Stored data entries:

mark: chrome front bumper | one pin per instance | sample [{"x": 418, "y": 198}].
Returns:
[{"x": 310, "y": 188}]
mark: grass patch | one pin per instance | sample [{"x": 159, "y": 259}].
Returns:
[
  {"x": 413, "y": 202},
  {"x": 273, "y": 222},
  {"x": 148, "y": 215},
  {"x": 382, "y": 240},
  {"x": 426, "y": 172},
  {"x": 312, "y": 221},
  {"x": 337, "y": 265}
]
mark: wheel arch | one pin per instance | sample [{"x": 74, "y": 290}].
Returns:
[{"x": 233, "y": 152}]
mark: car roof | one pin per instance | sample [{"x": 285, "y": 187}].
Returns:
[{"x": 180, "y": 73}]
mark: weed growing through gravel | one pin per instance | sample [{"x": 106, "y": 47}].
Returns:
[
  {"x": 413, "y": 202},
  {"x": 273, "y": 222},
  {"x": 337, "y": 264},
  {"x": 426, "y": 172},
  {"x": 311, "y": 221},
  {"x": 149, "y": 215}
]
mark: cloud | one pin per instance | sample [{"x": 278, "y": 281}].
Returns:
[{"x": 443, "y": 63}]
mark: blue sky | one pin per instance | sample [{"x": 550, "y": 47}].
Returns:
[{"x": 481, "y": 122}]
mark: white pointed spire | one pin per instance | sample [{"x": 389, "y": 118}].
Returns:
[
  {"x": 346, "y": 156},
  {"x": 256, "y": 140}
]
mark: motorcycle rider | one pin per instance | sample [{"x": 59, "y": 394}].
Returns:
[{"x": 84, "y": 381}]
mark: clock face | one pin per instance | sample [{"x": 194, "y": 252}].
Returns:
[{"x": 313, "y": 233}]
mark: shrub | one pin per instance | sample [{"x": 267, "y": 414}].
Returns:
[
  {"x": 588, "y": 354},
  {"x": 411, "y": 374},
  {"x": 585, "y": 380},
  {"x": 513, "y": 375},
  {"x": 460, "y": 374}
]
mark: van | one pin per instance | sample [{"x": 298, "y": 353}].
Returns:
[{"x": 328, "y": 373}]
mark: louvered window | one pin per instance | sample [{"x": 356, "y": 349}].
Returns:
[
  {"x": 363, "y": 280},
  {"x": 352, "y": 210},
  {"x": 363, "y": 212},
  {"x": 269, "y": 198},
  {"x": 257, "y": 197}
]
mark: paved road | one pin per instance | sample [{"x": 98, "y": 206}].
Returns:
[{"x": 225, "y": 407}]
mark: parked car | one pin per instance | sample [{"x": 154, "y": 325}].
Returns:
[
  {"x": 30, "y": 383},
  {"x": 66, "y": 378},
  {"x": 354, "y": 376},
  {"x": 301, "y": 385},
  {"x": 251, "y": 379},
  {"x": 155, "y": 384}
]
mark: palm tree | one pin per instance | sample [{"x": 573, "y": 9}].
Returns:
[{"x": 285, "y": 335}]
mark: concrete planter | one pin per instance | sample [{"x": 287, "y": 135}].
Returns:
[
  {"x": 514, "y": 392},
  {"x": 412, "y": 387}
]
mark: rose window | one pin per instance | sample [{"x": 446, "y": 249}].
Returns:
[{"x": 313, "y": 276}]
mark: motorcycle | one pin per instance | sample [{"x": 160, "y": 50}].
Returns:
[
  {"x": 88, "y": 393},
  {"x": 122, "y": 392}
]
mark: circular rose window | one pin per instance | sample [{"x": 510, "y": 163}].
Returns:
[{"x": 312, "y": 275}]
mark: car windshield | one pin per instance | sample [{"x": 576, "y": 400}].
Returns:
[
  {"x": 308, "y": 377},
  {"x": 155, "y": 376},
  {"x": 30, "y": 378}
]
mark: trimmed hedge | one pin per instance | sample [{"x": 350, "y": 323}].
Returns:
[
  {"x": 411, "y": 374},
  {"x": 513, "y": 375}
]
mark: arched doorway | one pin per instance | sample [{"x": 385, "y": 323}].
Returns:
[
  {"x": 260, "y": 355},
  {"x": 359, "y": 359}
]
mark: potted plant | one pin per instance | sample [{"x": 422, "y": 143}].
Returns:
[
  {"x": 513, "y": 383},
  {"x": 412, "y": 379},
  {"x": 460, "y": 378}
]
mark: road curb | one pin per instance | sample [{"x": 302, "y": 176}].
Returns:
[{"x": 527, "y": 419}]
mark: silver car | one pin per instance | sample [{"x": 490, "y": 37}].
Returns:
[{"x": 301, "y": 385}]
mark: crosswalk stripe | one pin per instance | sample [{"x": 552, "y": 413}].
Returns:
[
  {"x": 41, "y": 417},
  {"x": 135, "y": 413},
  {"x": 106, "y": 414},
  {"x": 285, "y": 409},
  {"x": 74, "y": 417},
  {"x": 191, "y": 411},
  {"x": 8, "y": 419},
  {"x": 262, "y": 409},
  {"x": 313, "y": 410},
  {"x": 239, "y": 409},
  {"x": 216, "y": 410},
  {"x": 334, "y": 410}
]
...
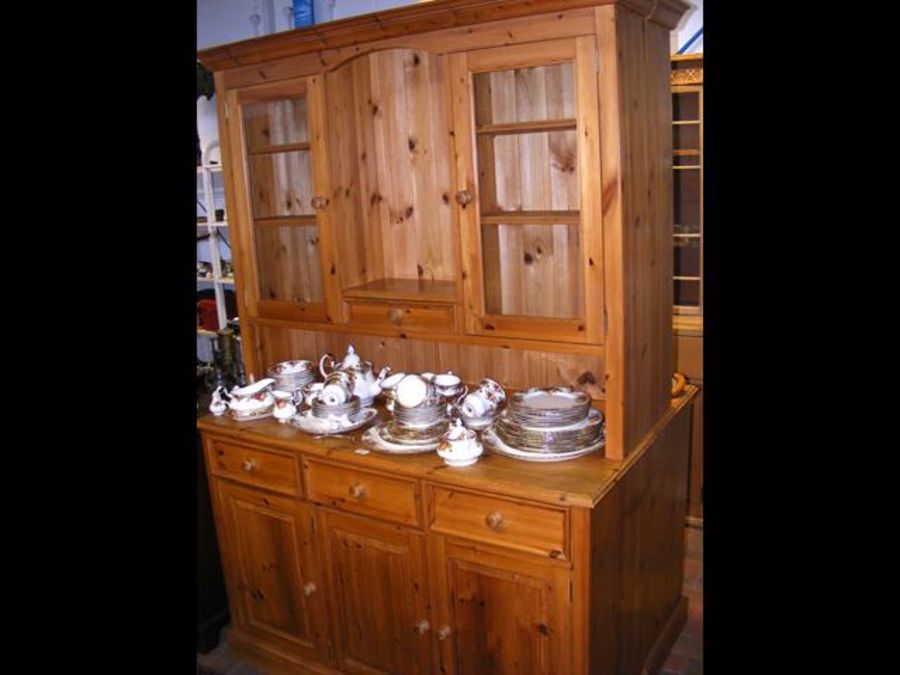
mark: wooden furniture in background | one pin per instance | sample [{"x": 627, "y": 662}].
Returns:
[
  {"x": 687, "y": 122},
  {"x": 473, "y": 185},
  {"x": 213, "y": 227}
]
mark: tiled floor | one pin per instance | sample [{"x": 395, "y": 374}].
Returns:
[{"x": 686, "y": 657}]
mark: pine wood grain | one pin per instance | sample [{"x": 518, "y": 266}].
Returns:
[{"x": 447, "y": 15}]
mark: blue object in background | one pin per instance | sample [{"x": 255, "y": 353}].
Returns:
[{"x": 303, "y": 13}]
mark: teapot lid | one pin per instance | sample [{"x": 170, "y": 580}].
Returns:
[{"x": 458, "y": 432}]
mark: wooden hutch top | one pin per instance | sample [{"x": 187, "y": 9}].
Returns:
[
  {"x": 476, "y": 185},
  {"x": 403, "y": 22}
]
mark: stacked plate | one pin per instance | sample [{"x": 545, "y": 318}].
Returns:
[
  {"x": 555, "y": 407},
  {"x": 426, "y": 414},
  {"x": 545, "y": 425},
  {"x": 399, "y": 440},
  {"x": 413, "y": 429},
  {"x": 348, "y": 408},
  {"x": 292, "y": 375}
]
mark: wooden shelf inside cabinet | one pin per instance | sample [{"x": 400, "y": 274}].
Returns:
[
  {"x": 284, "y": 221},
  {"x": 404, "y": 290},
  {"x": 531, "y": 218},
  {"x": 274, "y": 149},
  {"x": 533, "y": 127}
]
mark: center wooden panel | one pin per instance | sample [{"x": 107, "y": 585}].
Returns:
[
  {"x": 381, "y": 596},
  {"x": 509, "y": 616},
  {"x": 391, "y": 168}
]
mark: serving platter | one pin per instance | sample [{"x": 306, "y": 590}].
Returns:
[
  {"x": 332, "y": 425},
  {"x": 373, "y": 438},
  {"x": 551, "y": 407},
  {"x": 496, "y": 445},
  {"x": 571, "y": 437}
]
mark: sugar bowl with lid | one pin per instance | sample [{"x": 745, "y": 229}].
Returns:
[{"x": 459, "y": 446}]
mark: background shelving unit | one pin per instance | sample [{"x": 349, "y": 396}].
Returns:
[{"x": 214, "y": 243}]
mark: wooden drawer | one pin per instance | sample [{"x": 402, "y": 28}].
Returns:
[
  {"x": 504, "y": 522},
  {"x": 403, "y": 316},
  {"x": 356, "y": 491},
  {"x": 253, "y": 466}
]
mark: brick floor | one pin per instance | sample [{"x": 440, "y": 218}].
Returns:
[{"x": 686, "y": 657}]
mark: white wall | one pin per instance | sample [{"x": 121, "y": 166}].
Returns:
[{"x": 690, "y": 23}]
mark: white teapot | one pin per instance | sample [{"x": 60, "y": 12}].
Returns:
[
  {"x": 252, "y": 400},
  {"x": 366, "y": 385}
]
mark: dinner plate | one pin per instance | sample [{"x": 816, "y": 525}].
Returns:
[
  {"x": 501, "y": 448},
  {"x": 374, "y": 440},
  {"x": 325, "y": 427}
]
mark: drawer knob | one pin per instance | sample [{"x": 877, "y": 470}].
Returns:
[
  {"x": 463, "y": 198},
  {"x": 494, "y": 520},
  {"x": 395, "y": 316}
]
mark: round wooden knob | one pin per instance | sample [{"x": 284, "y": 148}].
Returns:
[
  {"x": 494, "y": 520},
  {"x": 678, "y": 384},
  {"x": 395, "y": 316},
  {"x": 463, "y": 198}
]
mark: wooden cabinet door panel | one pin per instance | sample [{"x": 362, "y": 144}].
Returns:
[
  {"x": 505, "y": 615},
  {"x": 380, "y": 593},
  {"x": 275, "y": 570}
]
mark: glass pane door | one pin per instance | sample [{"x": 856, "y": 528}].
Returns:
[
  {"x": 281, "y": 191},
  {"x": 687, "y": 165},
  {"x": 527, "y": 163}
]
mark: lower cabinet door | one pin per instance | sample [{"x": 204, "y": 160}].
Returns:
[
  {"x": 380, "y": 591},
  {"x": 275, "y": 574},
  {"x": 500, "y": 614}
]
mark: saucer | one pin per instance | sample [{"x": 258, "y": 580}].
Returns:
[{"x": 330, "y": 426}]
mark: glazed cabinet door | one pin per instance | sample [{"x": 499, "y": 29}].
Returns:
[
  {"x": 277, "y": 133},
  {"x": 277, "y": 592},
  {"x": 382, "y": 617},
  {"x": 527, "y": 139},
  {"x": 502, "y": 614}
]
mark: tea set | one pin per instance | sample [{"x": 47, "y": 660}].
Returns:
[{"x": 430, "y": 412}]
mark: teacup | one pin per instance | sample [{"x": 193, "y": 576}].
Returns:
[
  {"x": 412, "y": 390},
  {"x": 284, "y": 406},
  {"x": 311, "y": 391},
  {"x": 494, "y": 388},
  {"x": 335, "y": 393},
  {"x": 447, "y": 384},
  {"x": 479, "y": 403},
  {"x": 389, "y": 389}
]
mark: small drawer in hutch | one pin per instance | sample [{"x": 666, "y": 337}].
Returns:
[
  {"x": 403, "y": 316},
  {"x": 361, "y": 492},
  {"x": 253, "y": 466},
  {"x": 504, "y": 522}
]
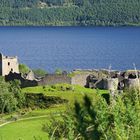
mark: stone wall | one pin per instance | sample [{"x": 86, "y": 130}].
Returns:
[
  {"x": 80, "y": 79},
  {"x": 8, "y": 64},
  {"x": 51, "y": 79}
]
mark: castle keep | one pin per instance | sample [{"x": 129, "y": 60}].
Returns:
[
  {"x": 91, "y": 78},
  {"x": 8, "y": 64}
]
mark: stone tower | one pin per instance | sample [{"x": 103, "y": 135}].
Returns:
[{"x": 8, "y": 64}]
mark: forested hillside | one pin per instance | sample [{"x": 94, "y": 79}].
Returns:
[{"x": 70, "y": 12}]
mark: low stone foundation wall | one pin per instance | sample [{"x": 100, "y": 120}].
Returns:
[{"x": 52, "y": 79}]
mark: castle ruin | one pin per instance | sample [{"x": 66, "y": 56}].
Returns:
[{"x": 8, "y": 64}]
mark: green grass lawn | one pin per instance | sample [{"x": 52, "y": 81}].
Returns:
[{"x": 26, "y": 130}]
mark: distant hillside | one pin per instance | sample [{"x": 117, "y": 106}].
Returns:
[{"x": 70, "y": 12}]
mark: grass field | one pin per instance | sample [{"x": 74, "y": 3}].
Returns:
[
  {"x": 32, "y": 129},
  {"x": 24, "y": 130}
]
--
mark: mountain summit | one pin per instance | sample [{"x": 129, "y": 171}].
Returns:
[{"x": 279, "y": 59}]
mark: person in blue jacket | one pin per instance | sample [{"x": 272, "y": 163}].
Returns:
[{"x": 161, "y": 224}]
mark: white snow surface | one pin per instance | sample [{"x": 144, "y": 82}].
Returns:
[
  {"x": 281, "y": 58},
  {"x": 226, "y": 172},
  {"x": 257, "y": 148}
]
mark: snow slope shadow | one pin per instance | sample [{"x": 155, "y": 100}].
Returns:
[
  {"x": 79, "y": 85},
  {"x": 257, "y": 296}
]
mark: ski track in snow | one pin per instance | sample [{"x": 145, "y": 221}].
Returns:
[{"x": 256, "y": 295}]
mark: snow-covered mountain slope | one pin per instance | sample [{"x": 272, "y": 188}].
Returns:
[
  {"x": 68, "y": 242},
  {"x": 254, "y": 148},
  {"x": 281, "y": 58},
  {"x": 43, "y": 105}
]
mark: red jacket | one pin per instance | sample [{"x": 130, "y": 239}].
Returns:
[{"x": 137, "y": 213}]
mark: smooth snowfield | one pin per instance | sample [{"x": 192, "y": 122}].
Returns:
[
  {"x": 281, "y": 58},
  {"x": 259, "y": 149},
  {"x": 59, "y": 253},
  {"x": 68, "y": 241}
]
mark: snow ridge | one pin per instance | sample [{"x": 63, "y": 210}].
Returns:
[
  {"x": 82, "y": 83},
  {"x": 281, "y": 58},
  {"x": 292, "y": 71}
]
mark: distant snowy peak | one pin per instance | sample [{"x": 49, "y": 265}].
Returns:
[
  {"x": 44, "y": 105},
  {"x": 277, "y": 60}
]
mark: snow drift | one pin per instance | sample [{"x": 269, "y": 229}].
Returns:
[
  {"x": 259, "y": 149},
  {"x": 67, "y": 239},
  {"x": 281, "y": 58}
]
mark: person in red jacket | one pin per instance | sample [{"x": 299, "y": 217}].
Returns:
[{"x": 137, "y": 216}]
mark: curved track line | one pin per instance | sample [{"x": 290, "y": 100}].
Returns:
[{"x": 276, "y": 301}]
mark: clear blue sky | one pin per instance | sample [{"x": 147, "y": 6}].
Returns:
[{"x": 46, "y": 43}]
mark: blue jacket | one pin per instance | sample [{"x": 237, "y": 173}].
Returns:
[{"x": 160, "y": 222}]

*Instructions for the task:* Each line in the data where the string "distant" occurs should be identified and copied.

*Task answer:*
mark: distant hillside | one pin per instance | sample [{"x": 117, "y": 106}].
mark: distant snowy peak | one pin per instance | sample [{"x": 49, "y": 265}].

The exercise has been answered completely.